[Point-per-instance localization data]
*** Begin section ***

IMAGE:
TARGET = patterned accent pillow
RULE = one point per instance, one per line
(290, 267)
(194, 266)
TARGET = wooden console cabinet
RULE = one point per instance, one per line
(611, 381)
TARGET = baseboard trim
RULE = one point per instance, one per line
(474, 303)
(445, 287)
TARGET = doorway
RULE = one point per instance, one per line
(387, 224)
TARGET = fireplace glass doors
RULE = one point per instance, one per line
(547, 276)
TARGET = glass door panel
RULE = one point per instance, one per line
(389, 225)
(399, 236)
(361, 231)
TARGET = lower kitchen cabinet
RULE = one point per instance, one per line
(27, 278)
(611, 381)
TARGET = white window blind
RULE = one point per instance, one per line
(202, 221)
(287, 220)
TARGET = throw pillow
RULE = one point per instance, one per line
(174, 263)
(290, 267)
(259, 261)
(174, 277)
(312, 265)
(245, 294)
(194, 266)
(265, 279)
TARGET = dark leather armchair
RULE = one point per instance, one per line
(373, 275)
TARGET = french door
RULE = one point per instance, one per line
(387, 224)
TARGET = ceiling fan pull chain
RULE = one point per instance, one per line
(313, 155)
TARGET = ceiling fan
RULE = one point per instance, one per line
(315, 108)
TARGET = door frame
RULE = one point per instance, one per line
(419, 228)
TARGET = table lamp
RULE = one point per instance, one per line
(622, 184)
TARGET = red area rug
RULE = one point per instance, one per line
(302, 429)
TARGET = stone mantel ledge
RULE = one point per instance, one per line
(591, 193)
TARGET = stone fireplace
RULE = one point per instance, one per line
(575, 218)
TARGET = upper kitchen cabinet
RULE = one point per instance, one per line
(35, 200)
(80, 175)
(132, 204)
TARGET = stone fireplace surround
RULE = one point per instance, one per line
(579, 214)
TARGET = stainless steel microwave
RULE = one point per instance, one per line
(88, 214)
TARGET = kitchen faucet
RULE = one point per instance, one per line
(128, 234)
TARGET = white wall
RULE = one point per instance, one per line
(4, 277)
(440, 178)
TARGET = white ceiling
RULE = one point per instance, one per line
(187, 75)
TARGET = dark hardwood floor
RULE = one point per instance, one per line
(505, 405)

*** End section ***

Exercise brief :: The records are above. How many lines in them contain the word "ceiling"? Give the number alone.

Task output :: 3